Dataset records about object locations
----
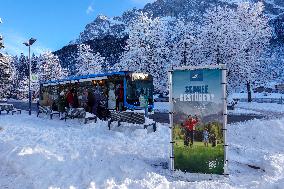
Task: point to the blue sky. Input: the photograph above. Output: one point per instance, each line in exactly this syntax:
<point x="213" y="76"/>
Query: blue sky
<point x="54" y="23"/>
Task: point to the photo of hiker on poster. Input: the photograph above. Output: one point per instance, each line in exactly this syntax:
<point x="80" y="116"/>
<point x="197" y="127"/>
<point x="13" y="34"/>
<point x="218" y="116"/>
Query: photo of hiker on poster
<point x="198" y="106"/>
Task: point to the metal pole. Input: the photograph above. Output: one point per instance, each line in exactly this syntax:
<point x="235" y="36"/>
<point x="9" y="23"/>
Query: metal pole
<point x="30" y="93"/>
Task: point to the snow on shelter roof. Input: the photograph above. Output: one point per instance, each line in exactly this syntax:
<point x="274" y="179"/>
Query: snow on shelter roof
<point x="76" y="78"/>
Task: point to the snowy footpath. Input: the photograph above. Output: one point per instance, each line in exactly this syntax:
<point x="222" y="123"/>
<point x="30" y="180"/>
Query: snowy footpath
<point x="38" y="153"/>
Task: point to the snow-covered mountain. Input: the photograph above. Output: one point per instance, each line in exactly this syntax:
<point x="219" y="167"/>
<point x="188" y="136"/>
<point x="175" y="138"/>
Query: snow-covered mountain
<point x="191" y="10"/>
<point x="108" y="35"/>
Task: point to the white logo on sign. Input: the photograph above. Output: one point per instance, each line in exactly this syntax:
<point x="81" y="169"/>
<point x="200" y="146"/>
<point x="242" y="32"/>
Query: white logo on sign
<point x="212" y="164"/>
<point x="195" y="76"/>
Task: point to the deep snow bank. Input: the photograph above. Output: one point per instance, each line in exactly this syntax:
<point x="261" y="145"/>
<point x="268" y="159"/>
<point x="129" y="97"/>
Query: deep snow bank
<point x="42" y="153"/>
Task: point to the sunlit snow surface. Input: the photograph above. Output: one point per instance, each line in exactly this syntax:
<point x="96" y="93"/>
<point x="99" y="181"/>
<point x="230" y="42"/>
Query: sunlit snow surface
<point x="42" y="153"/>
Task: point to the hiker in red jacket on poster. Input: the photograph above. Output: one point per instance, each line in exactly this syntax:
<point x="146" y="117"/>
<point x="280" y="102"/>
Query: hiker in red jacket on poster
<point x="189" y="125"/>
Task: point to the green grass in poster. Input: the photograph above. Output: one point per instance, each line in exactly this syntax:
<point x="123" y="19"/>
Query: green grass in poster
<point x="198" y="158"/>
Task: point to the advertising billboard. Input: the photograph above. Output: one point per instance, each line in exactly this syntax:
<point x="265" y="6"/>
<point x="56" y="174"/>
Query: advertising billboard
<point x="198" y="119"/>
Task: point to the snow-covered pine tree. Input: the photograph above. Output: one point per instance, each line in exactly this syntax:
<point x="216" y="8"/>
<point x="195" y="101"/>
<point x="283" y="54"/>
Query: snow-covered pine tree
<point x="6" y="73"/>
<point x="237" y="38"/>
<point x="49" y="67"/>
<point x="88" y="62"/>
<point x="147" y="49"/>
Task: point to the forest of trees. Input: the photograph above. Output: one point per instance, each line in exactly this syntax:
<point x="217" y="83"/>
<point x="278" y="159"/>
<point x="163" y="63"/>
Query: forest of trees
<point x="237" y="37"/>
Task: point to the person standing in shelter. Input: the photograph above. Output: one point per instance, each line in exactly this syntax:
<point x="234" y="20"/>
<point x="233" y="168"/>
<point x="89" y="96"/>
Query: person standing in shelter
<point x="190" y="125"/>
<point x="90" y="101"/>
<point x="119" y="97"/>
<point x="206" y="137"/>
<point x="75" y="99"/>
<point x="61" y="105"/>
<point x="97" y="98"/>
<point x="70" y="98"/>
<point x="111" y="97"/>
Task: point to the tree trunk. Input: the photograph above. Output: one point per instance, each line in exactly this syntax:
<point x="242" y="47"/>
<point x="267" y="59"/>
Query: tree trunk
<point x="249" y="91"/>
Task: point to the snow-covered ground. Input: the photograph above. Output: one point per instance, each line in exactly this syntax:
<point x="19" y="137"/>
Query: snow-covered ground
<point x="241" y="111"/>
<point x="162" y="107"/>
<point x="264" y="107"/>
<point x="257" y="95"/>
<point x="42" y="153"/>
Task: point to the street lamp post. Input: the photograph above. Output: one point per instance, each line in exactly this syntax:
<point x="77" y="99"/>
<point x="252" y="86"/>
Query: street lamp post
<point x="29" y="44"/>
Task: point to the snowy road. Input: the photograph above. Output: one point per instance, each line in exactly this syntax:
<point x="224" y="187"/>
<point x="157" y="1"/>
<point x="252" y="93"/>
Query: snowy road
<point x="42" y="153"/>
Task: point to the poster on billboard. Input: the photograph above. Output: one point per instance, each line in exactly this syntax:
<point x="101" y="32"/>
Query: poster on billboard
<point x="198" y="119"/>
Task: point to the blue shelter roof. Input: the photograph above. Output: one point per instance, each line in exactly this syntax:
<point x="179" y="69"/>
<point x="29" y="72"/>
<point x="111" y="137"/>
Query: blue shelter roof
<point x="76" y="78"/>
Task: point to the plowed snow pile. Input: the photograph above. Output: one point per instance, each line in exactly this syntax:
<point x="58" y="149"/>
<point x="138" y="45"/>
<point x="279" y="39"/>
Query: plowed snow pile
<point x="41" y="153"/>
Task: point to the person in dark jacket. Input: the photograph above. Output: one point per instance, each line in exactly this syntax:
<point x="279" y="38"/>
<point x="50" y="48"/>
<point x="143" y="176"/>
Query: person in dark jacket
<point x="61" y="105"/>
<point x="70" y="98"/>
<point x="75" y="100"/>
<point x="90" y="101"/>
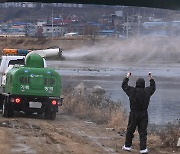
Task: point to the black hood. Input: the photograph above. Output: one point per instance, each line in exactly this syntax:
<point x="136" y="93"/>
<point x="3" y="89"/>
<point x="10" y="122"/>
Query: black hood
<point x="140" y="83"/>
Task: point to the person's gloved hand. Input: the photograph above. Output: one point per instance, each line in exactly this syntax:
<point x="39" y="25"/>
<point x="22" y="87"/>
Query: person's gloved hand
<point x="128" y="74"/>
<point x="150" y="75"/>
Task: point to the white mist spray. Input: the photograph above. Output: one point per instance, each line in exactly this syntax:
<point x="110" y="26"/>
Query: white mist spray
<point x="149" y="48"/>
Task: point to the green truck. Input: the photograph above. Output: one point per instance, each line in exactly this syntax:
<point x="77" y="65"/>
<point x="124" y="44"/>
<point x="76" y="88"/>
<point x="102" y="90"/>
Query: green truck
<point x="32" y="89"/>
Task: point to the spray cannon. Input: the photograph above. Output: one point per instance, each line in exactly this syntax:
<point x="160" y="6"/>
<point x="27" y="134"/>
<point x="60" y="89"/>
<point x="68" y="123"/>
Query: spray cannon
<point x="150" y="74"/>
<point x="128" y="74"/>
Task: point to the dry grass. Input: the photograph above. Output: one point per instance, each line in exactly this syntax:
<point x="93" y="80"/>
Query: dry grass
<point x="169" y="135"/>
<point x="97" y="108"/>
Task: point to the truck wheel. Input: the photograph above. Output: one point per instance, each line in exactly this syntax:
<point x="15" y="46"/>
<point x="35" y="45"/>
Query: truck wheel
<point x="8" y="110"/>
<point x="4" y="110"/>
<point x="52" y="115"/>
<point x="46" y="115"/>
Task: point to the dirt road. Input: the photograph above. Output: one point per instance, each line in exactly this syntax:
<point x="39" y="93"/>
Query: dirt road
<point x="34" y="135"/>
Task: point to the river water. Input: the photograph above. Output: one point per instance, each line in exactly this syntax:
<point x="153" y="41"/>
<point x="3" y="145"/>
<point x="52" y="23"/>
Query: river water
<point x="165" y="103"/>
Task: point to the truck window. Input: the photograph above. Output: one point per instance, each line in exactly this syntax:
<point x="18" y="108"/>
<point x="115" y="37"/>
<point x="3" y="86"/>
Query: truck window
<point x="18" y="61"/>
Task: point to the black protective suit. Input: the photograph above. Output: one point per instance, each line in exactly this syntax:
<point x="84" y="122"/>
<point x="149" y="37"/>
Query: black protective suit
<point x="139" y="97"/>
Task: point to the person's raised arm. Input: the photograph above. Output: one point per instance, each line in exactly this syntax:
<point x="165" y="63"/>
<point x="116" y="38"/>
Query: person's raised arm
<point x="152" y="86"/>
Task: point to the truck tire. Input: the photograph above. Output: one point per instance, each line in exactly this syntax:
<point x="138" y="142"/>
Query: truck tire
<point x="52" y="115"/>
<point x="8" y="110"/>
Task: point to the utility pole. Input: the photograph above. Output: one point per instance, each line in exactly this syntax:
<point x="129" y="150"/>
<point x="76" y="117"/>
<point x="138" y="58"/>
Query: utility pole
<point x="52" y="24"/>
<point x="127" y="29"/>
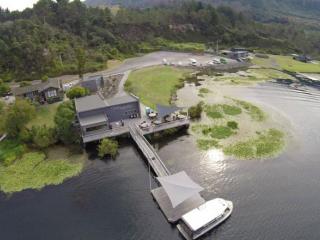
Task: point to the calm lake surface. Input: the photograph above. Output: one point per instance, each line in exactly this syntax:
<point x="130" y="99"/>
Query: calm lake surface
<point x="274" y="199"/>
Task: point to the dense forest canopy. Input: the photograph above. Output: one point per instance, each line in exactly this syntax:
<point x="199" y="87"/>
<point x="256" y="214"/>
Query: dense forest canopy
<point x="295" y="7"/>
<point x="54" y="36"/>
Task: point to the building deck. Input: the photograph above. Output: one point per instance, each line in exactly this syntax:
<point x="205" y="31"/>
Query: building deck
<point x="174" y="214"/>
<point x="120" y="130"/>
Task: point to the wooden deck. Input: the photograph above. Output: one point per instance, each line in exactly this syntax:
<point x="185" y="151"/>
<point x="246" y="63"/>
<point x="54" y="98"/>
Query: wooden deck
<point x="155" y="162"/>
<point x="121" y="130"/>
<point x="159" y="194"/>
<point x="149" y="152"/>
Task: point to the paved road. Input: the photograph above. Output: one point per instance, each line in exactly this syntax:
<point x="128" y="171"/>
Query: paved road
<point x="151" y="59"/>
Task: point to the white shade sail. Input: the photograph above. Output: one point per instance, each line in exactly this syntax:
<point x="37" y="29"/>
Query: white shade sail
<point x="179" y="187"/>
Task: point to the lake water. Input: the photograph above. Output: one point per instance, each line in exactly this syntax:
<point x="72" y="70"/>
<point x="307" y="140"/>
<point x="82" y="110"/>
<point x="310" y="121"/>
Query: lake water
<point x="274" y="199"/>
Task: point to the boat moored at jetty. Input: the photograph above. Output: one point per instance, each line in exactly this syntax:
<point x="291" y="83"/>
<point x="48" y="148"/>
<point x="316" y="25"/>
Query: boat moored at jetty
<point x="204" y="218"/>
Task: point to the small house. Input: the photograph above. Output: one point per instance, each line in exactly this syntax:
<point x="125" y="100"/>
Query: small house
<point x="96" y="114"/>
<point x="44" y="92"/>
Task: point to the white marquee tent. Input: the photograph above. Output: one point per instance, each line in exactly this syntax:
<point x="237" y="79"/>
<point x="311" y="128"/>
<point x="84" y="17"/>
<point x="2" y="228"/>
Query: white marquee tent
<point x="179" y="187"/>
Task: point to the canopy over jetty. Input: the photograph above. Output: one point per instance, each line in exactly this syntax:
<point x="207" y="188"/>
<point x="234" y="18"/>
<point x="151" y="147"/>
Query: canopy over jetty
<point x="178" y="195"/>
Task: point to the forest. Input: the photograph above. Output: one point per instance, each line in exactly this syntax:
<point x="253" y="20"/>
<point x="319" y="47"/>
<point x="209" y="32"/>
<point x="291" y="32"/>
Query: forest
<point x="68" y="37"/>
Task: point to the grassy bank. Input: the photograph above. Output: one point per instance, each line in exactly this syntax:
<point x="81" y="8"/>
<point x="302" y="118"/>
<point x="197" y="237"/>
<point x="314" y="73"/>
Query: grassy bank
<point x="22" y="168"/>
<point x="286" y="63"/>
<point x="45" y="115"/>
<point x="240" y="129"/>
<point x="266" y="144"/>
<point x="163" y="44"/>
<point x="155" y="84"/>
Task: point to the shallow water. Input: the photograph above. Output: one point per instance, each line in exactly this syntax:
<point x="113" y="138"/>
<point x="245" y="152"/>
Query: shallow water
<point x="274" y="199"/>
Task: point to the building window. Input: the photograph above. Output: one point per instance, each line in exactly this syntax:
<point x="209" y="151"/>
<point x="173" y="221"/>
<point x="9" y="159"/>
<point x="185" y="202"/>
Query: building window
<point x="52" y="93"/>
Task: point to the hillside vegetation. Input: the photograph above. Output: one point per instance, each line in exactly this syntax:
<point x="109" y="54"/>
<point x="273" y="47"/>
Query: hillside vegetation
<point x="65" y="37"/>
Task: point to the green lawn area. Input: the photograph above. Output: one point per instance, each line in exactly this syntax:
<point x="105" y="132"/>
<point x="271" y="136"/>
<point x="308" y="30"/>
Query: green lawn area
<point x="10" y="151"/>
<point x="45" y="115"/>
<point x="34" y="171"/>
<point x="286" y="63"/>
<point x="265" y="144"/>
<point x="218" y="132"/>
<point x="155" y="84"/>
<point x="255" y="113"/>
----
Repeat, character for character, the lines from the one that holds "Task: point to the shallow" to the final line of the material, inclusive, and no other lines.

Task: point to the shallow water. Input: the photograph above. Output: one point per instance, each line in exactly this syntax:
<point x="113" y="138"/>
<point x="245" y="152"/>
Query: shallow water
<point x="274" y="199"/>
Task: point to the building window. Input: the photograph above. Output: one point per instance, each line in exactly this syntax:
<point x="209" y="151"/>
<point x="173" y="221"/>
<point x="9" y="159"/>
<point x="185" y="202"/>
Query: building window
<point x="52" y="93"/>
Task: point to the hillside vegetation. Input: the photograph above. Output: one point per instance, each line in exactly this syntax:
<point x="109" y="54"/>
<point x="273" y="47"/>
Query: hillside vegetation
<point x="65" y="37"/>
Task: point to the green lawn area. Input: the photograph above. Output: one point per instance, each line in exactly this syntax:
<point x="105" y="132"/>
<point x="271" y="136"/>
<point x="308" y="30"/>
Query: green lawn area
<point x="10" y="151"/>
<point x="45" y="115"/>
<point x="34" y="171"/>
<point x="286" y="63"/>
<point x="265" y="144"/>
<point x="218" y="132"/>
<point x="155" y="84"/>
<point x="255" y="113"/>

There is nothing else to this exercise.